◆ SOURCE DOCUMENT:
━━━━━━━━━━

# Kompozer problems



## Sandranz (Jul 19, 2008)

I am getting so frustrated trying to find a good wysifa or html editor to design my website with (newbie!!). I have tried kompozer and coffee cup html editor and vsd. I think I know what I am doing best in kompozer but is it all there? When I downloaded and unzipped the files, I ended up with a whole of files and no idea what to do so I just opened the main Kompozer file. Please forgive this question because I expect it is really dumb, does opening the one that says Kompozer somehow magically connect with the other files. Thank-you


----------



## tomdkat (May 6, 2006)

Kompozer doesn't come with an "installer" that will perform a traditional application install. It comes in a ZIP file. When you uncompress the ZIP file, you will have a kompozer folder with a "ready-to-run" copy of Kompozer in it.

Double-clicking the Kompozer icon will start the tool and you should see a window like in the attached screenshot.

Peace...


----------



## Sandranz (Jul 19, 2008)

Great, that is what I have. Thank-you!!!


----------



## tomdkat (May 6, 2006)

Coolio! I use Kompozer a lot so feel free to post any questions you have in this forum.

By the way, I know three women from New Zealand. :up:

Peace...


----------

━━━━━━━━━━

◆ YOUR OBJECTIVE: Print the part of the Kompozer thread that opens with the words containing "Double-clicking the Kompozer" and closes with "I have. Thank-you!!!", copying it word for word. The items have no connection to the Kompozer thread.

━━━━━━━━━━

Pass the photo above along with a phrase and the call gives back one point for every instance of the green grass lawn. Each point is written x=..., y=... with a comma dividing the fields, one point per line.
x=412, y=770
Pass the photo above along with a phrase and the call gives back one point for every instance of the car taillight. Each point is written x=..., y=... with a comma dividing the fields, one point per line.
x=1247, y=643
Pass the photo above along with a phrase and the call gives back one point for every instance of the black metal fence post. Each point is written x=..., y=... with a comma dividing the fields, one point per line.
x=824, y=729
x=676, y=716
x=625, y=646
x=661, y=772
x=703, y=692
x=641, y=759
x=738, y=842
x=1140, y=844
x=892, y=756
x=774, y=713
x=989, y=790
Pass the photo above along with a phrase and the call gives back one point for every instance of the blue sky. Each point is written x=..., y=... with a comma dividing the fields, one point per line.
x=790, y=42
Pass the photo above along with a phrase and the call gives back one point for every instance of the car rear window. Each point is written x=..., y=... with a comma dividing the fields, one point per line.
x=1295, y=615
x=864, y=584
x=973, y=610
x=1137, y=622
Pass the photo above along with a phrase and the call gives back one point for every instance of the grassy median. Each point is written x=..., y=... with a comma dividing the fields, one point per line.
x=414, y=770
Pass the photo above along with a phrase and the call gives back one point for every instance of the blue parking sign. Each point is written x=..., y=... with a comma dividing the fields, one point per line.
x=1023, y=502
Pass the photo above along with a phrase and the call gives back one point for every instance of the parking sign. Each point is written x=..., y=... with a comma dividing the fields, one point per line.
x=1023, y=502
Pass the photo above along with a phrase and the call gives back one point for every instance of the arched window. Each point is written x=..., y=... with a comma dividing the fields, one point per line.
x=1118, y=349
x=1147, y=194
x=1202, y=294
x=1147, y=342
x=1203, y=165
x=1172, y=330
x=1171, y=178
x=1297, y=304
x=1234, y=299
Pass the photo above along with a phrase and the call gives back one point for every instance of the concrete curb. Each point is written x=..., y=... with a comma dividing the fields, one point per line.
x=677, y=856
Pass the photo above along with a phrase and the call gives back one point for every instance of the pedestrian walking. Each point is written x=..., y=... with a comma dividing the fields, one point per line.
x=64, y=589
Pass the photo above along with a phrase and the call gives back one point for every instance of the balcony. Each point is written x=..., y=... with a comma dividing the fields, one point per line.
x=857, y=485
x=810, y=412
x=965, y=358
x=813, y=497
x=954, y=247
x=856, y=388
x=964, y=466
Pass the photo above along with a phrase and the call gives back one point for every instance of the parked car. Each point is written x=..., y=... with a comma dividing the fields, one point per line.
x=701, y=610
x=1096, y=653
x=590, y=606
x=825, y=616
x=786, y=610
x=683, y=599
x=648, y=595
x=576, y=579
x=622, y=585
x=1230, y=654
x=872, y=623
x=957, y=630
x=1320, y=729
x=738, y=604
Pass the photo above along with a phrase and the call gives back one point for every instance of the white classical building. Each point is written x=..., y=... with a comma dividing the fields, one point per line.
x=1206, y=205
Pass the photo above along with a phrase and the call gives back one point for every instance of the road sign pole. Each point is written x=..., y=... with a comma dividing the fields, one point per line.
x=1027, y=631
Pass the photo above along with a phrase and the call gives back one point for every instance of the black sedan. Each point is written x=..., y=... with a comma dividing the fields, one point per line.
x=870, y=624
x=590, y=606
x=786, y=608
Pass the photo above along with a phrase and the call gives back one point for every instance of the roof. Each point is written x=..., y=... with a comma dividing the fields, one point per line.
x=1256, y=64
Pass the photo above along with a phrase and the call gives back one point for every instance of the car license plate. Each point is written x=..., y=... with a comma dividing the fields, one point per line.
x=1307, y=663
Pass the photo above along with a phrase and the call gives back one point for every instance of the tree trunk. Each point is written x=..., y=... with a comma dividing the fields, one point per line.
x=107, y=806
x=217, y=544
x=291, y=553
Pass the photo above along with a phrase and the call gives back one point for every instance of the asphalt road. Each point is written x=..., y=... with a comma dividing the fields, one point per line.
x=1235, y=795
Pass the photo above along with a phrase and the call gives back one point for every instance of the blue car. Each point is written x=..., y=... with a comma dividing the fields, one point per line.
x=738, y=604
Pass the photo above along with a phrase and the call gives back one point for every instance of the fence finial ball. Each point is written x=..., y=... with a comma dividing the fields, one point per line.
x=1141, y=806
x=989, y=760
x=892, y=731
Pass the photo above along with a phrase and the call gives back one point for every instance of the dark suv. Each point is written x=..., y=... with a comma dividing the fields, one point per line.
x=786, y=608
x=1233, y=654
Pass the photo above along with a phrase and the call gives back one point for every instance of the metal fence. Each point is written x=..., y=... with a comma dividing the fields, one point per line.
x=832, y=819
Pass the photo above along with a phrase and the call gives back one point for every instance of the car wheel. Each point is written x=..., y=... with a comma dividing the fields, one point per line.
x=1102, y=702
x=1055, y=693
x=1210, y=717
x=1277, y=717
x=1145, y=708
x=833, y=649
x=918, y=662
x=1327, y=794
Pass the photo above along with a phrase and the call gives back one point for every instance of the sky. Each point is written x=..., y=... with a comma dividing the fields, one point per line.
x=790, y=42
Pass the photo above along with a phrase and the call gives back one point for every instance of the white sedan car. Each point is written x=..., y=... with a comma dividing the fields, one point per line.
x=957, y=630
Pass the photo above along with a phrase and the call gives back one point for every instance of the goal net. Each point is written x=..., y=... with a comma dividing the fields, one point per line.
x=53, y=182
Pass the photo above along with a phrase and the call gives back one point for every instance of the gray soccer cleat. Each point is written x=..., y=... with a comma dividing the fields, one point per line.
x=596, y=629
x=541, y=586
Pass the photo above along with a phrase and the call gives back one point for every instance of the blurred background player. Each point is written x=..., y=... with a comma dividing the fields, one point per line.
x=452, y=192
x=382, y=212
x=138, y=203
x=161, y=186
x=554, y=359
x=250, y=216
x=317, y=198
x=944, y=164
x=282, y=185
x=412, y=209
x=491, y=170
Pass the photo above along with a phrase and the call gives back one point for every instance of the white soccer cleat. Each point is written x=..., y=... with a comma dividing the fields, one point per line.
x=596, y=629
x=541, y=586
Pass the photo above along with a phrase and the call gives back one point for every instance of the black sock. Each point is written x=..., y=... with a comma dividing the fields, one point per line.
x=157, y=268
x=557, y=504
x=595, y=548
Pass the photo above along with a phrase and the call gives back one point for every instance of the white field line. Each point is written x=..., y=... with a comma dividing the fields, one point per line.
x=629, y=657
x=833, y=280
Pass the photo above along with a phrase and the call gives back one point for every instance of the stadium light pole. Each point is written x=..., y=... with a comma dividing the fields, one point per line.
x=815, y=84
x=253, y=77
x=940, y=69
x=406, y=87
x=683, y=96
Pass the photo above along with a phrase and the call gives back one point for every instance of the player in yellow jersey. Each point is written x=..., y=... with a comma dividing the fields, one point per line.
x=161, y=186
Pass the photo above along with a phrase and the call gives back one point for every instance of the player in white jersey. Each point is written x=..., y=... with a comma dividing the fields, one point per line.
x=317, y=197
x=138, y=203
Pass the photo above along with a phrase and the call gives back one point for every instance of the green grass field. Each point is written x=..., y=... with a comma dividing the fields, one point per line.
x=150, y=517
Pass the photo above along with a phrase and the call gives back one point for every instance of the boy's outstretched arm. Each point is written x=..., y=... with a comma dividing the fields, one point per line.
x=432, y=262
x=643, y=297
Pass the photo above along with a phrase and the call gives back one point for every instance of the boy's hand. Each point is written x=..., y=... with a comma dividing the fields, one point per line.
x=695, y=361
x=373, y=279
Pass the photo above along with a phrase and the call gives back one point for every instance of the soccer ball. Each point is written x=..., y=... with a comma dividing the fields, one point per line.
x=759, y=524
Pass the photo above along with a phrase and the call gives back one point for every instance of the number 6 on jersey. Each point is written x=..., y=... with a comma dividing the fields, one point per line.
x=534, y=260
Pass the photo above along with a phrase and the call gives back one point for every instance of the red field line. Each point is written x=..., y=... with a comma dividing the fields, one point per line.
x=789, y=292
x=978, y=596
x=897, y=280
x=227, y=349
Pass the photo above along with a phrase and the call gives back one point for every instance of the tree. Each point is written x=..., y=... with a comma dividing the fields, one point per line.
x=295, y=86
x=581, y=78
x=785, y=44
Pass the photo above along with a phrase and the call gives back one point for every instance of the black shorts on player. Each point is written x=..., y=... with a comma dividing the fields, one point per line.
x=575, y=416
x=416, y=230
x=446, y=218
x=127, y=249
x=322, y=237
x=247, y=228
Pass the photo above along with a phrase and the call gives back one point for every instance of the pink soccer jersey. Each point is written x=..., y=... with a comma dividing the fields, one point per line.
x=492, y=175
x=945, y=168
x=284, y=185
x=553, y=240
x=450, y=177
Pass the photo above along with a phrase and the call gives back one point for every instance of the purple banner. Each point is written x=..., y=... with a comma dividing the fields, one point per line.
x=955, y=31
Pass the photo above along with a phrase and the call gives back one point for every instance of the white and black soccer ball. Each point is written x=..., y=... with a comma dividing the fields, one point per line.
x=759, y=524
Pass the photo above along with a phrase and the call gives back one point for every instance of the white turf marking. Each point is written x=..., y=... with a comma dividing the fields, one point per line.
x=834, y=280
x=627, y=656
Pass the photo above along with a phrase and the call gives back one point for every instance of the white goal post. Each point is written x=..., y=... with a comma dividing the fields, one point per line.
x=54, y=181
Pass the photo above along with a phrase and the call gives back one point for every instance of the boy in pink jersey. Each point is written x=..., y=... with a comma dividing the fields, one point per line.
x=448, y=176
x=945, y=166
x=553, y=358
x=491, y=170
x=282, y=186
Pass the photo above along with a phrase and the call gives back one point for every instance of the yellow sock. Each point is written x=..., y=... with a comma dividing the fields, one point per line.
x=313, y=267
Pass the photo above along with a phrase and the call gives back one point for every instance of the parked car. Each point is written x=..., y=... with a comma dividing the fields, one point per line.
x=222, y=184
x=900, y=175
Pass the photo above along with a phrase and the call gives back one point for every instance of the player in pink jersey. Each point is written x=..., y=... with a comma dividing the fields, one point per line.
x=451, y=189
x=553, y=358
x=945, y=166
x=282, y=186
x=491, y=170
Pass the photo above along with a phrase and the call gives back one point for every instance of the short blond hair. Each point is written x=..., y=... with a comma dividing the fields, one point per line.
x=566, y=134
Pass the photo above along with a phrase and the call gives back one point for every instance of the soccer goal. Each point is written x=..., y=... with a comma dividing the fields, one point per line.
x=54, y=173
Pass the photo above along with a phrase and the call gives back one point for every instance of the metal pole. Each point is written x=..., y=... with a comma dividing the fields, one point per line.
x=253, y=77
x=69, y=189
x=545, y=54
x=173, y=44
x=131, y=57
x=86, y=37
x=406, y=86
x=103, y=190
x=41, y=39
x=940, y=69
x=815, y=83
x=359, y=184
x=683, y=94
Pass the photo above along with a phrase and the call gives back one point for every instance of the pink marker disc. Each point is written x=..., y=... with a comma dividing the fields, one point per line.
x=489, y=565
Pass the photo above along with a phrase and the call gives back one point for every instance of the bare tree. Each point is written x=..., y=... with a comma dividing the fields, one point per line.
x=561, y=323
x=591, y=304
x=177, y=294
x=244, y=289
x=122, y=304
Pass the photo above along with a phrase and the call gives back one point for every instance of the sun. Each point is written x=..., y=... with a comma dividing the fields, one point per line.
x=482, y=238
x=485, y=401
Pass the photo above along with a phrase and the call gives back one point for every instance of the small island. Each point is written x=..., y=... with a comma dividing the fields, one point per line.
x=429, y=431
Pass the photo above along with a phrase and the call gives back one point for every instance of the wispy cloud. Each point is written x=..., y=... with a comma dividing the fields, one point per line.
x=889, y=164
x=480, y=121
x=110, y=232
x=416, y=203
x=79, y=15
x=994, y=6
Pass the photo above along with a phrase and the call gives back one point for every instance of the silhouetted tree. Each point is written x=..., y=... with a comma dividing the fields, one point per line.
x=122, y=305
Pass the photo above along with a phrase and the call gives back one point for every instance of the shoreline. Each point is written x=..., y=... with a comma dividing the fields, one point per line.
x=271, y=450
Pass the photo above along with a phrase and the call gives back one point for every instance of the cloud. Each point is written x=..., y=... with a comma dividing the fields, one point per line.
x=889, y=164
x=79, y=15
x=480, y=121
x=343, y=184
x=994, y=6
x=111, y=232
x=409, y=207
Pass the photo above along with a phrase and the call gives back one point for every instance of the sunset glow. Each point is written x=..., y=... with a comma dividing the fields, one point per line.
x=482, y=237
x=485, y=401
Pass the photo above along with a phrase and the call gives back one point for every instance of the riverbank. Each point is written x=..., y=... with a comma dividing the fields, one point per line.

━━━━━━━━━━

◆ RESPONSE FOR THIS EXERCISE:
Double-clicking the Kompozer icon will start the tool and you should see a window like in the attached screenshot.

Peace...


----------



## Sandranz (Jul 19, 2008)

Great, that is what I have. Thank-you!!!